SET EXERCISE: Rewrite the lines starting with the line containing "Object class to annotate: man wearing white" and going on through the line containing "[855, 383, 1105, 789]", replacing "face mask" with "surgical mask" and leaving everything else unchanged. Give only those lines.
── DATA FOR THIS TASK ──
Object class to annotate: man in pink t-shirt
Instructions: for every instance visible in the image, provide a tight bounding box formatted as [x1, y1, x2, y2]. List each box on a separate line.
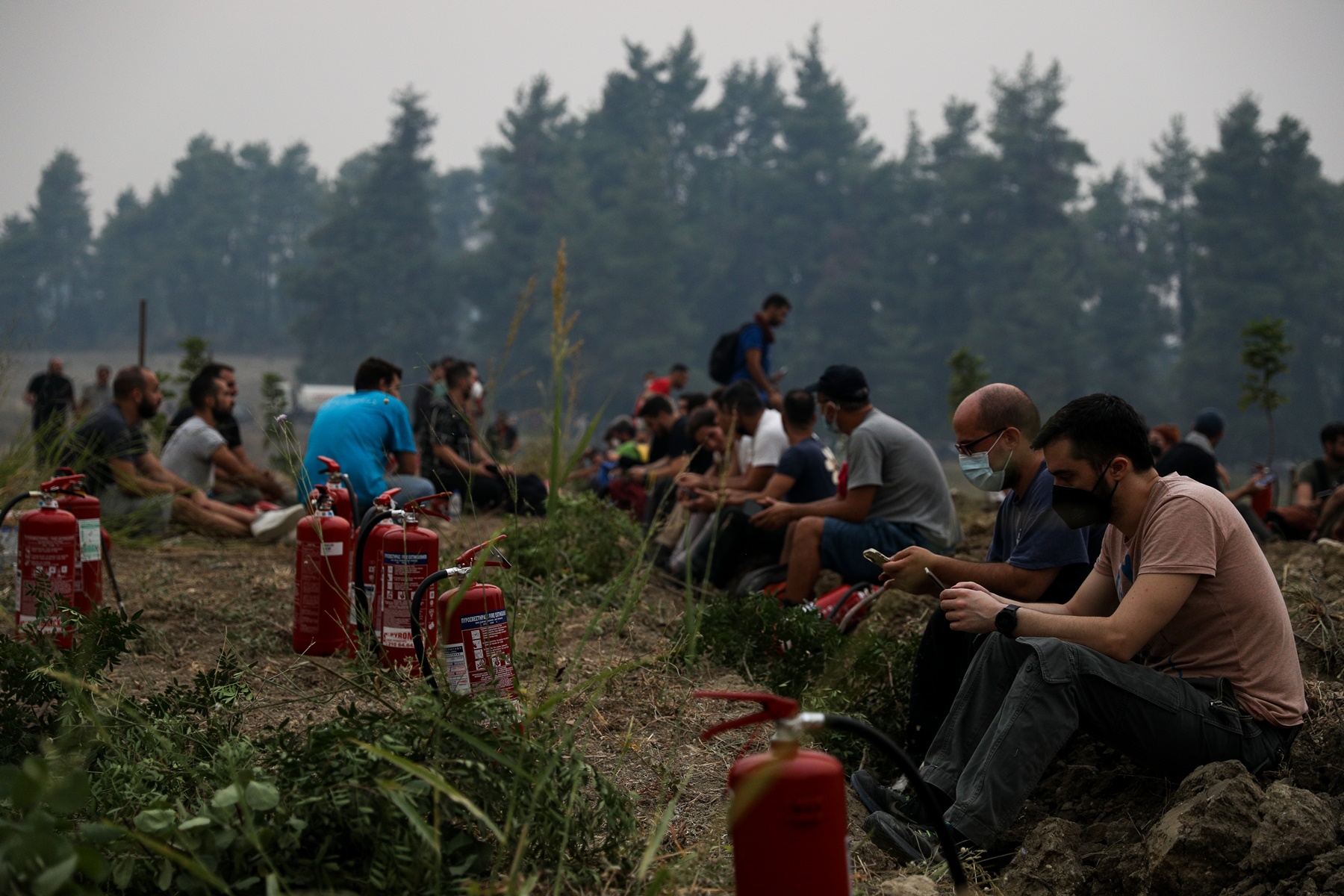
[864, 395, 1307, 859]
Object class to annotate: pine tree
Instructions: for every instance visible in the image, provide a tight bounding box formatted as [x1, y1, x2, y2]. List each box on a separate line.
[287, 90, 453, 383]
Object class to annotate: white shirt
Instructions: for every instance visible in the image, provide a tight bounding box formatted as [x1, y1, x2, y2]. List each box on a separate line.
[743, 407, 789, 466]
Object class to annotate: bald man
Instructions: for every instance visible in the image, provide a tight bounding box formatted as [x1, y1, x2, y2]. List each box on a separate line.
[855, 383, 1106, 812]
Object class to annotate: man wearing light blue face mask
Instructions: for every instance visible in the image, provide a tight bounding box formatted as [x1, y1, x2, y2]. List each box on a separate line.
[855, 383, 1106, 810]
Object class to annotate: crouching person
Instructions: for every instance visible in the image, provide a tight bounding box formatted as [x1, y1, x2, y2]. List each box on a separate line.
[64, 367, 302, 541]
[865, 395, 1307, 859]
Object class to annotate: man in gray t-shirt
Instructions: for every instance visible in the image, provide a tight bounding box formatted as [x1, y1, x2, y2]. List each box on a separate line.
[751, 364, 961, 603]
[160, 414, 228, 491]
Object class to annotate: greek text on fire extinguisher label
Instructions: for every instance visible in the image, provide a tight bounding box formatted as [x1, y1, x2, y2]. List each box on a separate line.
[379, 551, 435, 650]
[79, 520, 102, 563]
[444, 610, 514, 696]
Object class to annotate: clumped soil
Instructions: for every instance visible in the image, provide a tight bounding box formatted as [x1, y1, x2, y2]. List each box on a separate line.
[4, 513, 1344, 896]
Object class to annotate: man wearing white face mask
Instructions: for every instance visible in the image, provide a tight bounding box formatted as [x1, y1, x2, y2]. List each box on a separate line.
[855, 383, 1105, 789]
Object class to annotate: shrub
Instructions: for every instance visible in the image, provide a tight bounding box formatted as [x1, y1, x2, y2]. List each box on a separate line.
[0, 601, 637, 893]
[508, 491, 642, 585]
[699, 594, 844, 697]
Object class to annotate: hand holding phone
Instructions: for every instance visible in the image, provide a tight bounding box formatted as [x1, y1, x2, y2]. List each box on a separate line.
[863, 548, 891, 565]
[924, 567, 948, 594]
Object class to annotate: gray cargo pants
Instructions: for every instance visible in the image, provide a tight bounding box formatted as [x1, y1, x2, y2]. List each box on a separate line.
[922, 632, 1297, 847]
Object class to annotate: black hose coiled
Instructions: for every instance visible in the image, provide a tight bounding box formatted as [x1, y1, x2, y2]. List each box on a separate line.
[825, 712, 971, 893]
[411, 570, 447, 691]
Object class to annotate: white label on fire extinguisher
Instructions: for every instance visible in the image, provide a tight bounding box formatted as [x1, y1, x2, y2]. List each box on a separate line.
[79, 520, 102, 563]
[444, 641, 472, 694]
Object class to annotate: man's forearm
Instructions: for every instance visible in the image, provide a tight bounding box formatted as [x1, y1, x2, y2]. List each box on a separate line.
[927, 555, 1059, 603]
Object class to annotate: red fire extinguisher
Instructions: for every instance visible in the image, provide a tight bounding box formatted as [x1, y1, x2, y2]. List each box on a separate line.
[695, 691, 971, 896]
[308, 454, 358, 532]
[5, 474, 84, 647]
[351, 489, 400, 653]
[293, 485, 353, 657]
[57, 467, 104, 612]
[373, 494, 444, 676]
[411, 535, 517, 704]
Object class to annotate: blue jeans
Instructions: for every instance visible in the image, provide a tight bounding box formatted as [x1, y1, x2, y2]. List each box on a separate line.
[821, 516, 945, 585]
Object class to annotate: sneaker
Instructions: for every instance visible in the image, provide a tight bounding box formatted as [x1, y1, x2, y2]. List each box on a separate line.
[252, 504, 308, 544]
[863, 812, 938, 862]
[850, 768, 917, 818]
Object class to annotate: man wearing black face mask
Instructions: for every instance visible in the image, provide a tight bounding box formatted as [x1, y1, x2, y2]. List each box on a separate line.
[870, 395, 1307, 859]
[64, 367, 264, 538]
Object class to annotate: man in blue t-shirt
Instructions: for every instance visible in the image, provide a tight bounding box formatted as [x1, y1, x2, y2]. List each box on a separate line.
[852, 383, 1106, 843]
[726, 293, 793, 410]
[299, 358, 434, 511]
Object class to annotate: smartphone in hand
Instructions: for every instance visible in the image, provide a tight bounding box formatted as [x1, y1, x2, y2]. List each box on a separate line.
[863, 548, 891, 565]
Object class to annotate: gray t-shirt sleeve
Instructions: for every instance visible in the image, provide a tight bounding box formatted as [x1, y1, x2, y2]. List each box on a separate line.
[847, 427, 882, 489]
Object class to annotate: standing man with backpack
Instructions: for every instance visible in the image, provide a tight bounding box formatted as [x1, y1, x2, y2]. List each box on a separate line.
[709, 293, 793, 410]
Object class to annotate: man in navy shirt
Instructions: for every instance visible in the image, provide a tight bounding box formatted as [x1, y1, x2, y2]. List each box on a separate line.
[299, 358, 435, 509]
[855, 383, 1106, 789]
[727, 293, 793, 410]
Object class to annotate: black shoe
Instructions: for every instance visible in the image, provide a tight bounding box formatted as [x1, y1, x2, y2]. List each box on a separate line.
[863, 812, 938, 862]
[850, 768, 917, 818]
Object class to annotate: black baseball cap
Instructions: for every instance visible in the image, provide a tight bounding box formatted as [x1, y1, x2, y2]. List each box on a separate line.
[808, 364, 868, 402]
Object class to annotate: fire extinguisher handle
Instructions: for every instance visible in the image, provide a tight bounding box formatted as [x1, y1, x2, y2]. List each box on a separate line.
[411, 570, 450, 691]
[37, 473, 84, 491]
[695, 691, 798, 740]
[355, 511, 393, 656]
[455, 532, 514, 570]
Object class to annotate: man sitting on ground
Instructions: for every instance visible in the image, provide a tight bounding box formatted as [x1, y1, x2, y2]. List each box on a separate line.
[751, 364, 961, 603]
[1153, 407, 1270, 541]
[64, 367, 296, 541]
[853, 383, 1106, 789]
[864, 395, 1307, 861]
[299, 358, 437, 513]
[706, 390, 836, 506]
[161, 376, 304, 524]
[625, 395, 695, 526]
[423, 361, 546, 513]
[1266, 420, 1344, 541]
[164, 361, 285, 506]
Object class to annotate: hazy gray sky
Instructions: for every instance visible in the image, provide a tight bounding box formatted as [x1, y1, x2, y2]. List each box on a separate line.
[0, 0, 1344, 225]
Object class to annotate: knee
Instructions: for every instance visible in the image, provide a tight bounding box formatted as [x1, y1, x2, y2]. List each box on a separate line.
[793, 516, 827, 544]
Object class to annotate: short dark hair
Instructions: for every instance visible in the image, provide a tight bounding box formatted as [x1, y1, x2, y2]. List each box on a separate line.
[355, 358, 402, 392]
[680, 392, 709, 414]
[111, 364, 149, 399]
[187, 375, 225, 411]
[640, 395, 672, 420]
[976, 383, 1040, 439]
[444, 361, 472, 388]
[192, 361, 234, 380]
[1031, 392, 1153, 471]
[685, 407, 719, 442]
[719, 380, 765, 414]
[783, 390, 817, 430]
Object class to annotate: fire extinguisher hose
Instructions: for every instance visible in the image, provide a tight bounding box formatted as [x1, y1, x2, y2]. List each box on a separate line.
[411, 570, 449, 691]
[355, 511, 393, 654]
[102, 532, 126, 615]
[817, 715, 971, 893]
[0, 491, 42, 532]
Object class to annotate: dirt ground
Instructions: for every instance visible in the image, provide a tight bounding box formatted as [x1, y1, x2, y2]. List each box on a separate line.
[4, 513, 1344, 896]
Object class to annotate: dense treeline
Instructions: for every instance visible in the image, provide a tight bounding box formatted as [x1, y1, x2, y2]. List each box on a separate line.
[0, 34, 1344, 454]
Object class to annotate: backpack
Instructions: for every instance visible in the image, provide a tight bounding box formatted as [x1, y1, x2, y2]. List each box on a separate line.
[709, 324, 751, 385]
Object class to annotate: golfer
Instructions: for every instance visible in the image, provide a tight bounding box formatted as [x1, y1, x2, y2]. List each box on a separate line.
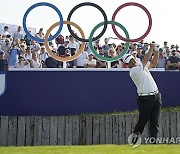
[123, 43, 162, 144]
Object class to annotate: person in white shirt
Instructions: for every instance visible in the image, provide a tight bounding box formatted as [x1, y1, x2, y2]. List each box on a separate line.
[84, 52, 96, 68]
[123, 43, 162, 145]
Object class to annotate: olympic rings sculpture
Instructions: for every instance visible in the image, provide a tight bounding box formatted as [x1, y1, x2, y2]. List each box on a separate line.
[23, 2, 152, 62]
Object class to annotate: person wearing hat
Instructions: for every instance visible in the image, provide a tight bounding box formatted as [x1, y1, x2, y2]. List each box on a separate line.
[0, 50, 9, 71]
[123, 43, 162, 145]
───
WRITTEN ANSWER:
Object class to annotate: man wearing white surgical mask
Instructions: for every instance visible in the image, provide a tight bounding box formatted as [x1, y1, x2, y2]. List each box on a separate line.
[855, 383, 1105, 789]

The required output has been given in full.